--- GIVEN RECORDS ---
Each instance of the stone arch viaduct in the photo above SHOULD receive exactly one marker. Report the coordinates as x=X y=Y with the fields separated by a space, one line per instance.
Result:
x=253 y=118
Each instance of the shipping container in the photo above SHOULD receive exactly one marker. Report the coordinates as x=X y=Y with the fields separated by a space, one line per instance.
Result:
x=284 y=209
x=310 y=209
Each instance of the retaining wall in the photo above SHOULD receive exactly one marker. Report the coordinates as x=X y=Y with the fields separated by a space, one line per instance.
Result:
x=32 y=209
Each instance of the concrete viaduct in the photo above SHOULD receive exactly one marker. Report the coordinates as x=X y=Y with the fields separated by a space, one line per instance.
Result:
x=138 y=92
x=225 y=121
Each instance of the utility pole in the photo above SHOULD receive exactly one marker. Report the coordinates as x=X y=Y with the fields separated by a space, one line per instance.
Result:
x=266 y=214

--- PROMPT ---
Edit the records above so that every "marker" becomes "point", and leave everything else as it is.

--- REPLY ---
Each instance of the stone arch viaduct in the photo above SHOULD receive exactly one point. Report the coordinates as x=X y=Y with the fields separated by a space, one line per instance.
Result:
x=253 y=118
Each instance of the shipping container in the photo above SHOULD receive exactly one point. Report the coordinates as x=X y=Y with the fields separated by a space, one line per instance.
Result:
x=284 y=209
x=310 y=209
Each instance of the retaining wall in the photo above SHOULD receive exactly one point. Report the coordinates as x=X y=Y with the fields separated by a space, one line per instance.
Result:
x=32 y=209
Each instance of the concrete viaduct in the photo above SHOULD receive exactly one point. Report the coordinates as x=X y=Y with the fields separated by a space, one line per instance.
Result:
x=138 y=92
x=225 y=121
Each instance of the utility pole in the photo above SHOULD receive exactly one point. Report the coordinates as x=X y=Y with the fields separated by a space, one line per instance.
Result:
x=266 y=214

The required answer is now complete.